Exercise details: Pick out every line below that contains the string "item" and copy each one.

==============================

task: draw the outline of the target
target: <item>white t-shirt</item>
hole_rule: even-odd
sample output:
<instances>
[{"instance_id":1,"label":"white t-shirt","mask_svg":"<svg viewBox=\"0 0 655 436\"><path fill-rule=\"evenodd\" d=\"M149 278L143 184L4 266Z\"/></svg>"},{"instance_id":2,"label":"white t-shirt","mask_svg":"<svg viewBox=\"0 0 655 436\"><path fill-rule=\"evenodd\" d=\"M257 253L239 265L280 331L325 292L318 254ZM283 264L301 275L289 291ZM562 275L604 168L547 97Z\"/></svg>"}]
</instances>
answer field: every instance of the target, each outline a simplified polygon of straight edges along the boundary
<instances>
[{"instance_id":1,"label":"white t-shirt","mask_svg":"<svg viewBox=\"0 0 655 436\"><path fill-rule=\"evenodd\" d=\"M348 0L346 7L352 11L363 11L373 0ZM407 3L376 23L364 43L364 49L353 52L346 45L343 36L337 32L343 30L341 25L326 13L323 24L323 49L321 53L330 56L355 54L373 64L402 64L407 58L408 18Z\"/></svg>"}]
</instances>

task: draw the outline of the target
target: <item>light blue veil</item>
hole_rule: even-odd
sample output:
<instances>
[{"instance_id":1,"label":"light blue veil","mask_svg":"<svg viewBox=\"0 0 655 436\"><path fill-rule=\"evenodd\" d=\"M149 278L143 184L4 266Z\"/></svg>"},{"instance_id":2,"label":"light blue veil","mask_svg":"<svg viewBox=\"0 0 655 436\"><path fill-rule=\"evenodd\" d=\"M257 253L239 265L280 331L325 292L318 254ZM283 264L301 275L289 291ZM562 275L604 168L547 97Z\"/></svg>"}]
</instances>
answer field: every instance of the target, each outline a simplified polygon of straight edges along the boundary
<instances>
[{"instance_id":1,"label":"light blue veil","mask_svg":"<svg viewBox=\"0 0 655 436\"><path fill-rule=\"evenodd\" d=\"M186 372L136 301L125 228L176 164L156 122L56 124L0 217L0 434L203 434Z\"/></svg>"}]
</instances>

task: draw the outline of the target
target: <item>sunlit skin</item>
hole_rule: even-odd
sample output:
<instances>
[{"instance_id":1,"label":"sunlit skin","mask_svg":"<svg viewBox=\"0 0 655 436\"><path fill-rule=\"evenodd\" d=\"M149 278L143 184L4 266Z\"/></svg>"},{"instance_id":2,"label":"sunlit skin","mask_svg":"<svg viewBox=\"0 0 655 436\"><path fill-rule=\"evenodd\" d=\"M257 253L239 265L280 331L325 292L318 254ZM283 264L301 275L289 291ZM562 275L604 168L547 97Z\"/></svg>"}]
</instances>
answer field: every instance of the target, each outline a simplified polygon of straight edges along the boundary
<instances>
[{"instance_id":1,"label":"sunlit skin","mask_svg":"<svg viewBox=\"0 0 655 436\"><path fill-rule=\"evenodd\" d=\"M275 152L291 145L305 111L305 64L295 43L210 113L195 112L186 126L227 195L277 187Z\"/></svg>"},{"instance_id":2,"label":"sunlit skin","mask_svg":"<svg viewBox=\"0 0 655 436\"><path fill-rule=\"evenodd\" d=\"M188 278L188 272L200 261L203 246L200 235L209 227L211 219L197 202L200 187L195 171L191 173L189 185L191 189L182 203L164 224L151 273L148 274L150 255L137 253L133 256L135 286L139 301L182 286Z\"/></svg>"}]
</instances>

==============================

The solution:
target: <item>white t-shirt</item>
target: <item>light blue veil</item>
target: <item>sunlit skin</item>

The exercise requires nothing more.